=== To be done ===
Please rewrite the rows from the line with "Guideline: one keypoint per instance of the brown" up to and including the line with "Guideline: one keypoint per instance of the red boat", substituting "marker" for "keypoint" and leaving everything else unchanged.

=== Records ===

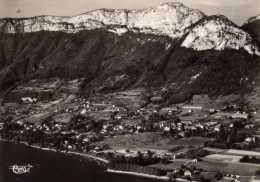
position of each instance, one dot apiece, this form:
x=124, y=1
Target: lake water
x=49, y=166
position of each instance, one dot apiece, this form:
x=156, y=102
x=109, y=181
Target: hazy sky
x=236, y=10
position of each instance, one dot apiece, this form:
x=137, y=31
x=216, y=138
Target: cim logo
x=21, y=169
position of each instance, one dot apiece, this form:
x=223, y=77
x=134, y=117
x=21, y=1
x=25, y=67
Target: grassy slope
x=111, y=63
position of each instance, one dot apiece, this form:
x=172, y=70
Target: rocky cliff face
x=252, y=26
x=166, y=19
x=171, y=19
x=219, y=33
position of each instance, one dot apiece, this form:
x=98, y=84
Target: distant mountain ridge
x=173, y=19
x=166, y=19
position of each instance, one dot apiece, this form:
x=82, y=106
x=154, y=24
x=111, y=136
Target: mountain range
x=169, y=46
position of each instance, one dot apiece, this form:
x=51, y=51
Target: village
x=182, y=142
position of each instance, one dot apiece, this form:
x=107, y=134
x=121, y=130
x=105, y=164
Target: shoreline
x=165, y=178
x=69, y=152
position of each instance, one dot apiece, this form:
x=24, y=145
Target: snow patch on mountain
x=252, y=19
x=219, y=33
...
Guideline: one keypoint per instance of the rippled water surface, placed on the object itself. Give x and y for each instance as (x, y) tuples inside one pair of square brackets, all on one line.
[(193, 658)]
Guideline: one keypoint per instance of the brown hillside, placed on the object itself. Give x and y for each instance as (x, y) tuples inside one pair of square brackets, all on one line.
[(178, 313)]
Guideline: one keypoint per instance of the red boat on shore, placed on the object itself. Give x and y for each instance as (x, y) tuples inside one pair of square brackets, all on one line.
* * *
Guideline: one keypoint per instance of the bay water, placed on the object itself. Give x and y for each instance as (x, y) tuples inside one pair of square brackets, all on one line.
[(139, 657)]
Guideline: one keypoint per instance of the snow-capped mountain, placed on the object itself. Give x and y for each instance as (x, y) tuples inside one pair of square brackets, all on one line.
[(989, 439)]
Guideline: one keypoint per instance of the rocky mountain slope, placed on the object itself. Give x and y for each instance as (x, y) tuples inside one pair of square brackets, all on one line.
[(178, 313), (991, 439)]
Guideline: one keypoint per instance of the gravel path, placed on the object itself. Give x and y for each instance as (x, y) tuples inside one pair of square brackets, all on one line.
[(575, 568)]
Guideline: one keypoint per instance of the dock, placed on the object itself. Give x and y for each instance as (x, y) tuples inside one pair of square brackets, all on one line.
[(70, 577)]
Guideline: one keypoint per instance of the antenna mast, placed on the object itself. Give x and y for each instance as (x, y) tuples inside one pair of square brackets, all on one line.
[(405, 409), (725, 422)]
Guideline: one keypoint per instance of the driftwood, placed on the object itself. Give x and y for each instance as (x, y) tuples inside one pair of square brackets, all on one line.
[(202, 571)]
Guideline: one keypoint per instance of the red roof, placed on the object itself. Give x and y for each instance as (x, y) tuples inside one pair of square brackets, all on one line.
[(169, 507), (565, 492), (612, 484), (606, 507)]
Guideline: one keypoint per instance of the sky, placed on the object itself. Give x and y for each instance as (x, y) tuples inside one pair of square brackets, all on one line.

=== Output below ===
Guideline: one marker per instance of the brown hillside, placed on the object itself. Give x and y for each instance as (x, y) tuples inside one pair of square brackets, all on one line.
[(178, 313)]
Guideline: one marker per instance of the red boat on shore, placed on the object itself. Give x and y for each instance as (x, y) tuples inside one pair of square brackets, all on one line.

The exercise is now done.